▶ [WHAT TO WORK ON]:
Please quote only the lines that start at the one with "Question: In the above interface, where exactly is the low" and go on to the last line of the data, both ends kept.

======== AVAILABLE RECORDS ========

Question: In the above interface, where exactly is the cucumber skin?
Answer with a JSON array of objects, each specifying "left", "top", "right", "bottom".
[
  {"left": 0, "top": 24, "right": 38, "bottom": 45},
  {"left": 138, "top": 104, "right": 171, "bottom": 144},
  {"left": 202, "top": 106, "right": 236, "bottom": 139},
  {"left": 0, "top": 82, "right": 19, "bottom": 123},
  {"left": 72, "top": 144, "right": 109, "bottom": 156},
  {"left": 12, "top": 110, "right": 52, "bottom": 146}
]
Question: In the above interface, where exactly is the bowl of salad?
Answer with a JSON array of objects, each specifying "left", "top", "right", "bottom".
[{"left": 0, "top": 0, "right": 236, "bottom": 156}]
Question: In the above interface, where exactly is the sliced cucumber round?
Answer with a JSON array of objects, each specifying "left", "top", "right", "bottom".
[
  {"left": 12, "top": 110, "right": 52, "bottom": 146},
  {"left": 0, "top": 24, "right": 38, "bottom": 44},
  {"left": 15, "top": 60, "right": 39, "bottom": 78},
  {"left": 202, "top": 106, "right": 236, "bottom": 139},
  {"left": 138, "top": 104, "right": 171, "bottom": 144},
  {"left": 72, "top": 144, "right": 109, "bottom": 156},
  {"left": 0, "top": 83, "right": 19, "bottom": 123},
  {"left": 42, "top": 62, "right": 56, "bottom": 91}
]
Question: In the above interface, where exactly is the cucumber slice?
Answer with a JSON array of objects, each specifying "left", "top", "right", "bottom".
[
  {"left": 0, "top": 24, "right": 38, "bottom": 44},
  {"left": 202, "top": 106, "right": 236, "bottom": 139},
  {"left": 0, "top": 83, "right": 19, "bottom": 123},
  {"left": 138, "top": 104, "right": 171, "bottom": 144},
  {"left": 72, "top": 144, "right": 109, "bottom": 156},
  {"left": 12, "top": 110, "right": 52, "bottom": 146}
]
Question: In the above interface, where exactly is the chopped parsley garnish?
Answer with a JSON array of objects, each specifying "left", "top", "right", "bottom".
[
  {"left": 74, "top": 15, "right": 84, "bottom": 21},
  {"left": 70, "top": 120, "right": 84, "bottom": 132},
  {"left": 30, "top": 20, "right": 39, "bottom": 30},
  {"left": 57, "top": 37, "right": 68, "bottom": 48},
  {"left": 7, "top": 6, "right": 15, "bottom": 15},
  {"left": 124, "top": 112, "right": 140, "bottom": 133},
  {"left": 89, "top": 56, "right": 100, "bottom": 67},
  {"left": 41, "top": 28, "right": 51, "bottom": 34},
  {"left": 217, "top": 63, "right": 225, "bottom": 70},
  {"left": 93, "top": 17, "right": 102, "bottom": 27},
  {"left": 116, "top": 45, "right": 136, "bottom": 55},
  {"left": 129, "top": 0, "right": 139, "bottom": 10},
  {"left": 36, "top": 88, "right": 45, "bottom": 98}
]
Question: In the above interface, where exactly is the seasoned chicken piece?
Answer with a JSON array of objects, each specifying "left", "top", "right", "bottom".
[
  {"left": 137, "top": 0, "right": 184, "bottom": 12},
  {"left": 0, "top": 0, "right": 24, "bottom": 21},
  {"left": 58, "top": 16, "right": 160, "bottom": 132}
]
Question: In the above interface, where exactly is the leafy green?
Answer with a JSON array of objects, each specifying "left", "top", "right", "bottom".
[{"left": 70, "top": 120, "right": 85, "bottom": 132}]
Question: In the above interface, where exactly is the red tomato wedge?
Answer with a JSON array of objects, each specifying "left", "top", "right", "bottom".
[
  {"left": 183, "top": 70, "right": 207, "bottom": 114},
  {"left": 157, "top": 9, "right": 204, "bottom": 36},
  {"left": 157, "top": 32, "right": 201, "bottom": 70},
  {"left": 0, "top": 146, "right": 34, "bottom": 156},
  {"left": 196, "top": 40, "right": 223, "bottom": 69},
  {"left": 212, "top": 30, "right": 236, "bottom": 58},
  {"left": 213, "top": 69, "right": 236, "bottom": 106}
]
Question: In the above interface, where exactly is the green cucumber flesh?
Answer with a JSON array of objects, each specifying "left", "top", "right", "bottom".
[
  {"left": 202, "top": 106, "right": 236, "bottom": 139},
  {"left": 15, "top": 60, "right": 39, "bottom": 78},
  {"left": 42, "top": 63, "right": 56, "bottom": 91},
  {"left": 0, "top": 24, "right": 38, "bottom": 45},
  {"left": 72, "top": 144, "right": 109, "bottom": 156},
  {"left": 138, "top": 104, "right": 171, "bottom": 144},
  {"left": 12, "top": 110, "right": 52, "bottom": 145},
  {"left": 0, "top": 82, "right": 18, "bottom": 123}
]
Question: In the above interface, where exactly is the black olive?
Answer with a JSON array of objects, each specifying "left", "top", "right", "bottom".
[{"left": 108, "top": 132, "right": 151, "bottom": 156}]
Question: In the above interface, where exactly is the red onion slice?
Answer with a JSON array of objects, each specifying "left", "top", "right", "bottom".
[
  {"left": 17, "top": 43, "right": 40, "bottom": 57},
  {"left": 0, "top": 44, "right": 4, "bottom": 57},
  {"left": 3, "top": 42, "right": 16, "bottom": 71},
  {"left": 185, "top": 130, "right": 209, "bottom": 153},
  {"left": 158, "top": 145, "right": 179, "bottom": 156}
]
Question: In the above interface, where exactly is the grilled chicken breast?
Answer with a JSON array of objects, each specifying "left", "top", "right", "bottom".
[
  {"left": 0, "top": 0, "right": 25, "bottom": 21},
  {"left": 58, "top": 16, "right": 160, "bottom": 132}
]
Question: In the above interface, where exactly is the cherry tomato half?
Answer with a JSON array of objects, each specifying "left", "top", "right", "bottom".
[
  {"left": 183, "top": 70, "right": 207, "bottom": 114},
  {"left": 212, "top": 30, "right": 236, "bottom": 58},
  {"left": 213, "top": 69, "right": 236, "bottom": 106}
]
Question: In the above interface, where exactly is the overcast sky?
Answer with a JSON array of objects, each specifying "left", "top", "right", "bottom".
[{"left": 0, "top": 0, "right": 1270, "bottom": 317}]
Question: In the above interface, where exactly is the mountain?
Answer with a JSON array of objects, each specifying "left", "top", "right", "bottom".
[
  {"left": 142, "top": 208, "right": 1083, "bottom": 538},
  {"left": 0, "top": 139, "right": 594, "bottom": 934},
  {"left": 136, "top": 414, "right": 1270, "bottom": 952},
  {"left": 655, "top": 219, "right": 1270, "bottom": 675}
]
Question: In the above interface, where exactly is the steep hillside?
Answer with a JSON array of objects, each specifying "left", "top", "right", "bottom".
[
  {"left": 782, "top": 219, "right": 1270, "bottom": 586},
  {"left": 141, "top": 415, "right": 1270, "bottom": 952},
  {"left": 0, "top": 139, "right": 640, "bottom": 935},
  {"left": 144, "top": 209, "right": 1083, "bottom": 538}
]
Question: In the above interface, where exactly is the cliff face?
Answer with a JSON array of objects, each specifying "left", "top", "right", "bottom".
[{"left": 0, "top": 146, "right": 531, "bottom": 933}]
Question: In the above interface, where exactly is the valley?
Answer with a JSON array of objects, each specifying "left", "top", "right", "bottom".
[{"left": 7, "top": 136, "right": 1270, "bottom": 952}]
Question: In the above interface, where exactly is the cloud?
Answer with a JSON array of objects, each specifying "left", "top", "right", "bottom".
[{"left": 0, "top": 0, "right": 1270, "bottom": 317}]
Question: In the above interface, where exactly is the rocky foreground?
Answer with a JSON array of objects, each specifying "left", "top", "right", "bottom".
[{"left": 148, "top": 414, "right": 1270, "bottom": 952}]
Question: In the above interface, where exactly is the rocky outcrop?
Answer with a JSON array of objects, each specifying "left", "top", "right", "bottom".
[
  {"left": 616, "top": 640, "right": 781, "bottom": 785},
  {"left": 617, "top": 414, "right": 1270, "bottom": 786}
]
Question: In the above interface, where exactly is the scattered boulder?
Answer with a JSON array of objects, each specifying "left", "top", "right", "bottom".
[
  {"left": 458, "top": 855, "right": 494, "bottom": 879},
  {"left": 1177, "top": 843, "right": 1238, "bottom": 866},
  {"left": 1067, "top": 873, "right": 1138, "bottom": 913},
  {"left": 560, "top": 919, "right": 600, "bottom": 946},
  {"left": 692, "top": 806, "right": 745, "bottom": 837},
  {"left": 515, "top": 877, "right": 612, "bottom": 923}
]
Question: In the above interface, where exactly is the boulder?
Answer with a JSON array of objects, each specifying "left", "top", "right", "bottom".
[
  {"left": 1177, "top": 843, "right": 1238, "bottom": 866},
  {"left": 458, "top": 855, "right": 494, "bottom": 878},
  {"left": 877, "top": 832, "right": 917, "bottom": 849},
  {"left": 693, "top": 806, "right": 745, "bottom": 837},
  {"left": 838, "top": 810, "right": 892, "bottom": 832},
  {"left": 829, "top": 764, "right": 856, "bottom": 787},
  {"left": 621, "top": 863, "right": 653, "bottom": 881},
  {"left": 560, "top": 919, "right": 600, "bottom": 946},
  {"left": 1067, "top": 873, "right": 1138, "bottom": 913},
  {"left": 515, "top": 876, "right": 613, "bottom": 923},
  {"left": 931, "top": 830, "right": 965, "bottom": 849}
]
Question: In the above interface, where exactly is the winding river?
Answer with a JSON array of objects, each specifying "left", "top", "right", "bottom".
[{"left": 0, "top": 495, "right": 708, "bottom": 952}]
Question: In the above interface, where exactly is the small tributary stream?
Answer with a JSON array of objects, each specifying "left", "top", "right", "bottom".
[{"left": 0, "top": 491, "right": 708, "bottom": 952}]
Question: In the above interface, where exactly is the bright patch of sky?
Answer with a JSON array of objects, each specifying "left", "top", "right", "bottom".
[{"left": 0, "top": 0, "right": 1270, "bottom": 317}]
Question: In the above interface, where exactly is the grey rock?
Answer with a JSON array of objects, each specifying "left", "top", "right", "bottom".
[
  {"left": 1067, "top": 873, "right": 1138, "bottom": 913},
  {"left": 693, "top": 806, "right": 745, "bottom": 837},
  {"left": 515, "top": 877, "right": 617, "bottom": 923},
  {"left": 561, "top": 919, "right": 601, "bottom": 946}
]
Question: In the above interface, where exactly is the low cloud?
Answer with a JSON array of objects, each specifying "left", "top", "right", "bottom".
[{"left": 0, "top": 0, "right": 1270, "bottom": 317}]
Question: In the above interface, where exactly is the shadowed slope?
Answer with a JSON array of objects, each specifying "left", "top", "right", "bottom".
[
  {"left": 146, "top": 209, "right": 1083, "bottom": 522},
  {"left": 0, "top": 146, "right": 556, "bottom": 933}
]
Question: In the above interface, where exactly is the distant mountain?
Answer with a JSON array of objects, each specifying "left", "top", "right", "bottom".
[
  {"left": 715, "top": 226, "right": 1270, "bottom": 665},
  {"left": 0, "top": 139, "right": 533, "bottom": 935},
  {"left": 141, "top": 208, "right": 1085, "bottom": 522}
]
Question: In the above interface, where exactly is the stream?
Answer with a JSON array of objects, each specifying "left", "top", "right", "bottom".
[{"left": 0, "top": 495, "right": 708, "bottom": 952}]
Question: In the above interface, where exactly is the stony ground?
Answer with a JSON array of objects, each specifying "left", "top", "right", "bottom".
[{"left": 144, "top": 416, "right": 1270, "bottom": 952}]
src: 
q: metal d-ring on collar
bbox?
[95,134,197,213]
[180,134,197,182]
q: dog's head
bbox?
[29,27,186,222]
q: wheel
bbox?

========

▶ [CORRECT ANSWER]:
Question: In the above interface, where exactly is the low cloud?
Answer with a JSON array of objects, each specifying "left", "top", "right", "bottom".
[{"left": 0, "top": 0, "right": 1270, "bottom": 317}]
Question: In the above interface, where exactly is the shadowed slope?
Answer with a JSON array of objects, each specifying "left", "top", "right", "bottom".
[
  {"left": 146, "top": 209, "right": 1083, "bottom": 522},
  {"left": 0, "top": 146, "right": 556, "bottom": 933}
]
Question: In the above interface, where exactly is the distant mountain?
Answer with a JSON array of objects, each specifying "left", "top", "right", "bottom".
[
  {"left": 715, "top": 226, "right": 1270, "bottom": 665},
  {"left": 0, "top": 139, "right": 533, "bottom": 935},
  {"left": 141, "top": 208, "right": 1085, "bottom": 522}
]
Question: In the above interface, where exactly is the stream?
Answer with a JSON array of objects, each specifying "left", "top", "right", "bottom".
[{"left": 0, "top": 495, "right": 708, "bottom": 952}]
Question: In the above interface, where exactly is the stony ground?
Answer with a JSON array of objects, each specifying "left", "top", "right", "bottom".
[{"left": 144, "top": 416, "right": 1270, "bottom": 952}]
src: 
q: metal d-ring on collar
bbox?
[95,134,197,213]
[180,134,197,182]
q: dog's head
bbox?
[29,27,186,222]
q: wheel
bbox?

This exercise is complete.